Work task ▸ Lines from the one containing "Target: recessed ceiling light" through the last line of the records below are to be repeated exactly.

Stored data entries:

+ + + + +

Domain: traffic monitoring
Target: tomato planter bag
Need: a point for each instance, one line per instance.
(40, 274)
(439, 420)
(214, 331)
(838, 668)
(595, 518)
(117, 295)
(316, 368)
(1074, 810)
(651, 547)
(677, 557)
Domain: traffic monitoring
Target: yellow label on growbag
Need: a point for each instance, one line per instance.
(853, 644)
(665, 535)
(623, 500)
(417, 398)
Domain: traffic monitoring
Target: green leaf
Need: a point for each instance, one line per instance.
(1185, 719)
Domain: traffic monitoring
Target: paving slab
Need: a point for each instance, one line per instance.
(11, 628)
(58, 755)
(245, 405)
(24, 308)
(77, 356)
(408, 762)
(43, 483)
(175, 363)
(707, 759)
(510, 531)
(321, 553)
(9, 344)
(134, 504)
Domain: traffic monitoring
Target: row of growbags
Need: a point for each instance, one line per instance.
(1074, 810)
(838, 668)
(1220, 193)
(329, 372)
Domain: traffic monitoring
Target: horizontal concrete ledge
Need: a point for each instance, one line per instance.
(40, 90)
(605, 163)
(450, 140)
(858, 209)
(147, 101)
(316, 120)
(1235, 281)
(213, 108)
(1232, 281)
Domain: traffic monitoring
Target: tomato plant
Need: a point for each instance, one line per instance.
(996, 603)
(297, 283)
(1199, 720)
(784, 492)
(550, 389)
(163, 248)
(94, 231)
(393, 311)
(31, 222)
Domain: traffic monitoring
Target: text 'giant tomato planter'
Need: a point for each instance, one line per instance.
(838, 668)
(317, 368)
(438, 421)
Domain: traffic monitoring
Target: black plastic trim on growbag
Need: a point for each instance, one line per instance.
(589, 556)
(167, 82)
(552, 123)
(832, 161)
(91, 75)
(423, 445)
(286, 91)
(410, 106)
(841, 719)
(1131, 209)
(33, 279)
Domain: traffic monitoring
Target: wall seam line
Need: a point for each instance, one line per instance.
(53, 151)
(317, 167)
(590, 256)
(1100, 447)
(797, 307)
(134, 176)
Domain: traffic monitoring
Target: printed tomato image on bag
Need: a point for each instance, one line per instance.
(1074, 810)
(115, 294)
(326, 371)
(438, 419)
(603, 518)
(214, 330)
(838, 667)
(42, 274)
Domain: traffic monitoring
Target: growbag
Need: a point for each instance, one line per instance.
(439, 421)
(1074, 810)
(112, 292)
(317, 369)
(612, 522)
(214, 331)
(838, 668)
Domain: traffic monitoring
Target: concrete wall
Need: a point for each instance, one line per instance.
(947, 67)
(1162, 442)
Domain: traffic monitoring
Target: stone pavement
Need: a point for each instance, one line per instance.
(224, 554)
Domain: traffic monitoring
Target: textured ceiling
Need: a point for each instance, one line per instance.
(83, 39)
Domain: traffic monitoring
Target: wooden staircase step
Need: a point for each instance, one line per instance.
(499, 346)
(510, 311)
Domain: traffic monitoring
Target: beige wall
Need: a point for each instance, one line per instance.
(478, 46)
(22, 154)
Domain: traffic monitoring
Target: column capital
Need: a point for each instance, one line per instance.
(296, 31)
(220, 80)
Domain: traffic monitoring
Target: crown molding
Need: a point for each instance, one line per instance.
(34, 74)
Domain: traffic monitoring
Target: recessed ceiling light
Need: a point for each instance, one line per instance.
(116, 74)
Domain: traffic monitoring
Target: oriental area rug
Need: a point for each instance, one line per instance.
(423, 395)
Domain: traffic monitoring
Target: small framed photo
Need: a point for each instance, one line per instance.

+ + + + +

Solution ▸
Target: recessed ceiling light
Need: a point for each instance, one line per instance.
(116, 74)
Domain: traffic monitoring
Target: oriental area rug
Need: a point for each instance, one line per instance.
(423, 395)
Domain: traffic monitoring
Target: small framed photo
Need: a point for each instance, one line per instance.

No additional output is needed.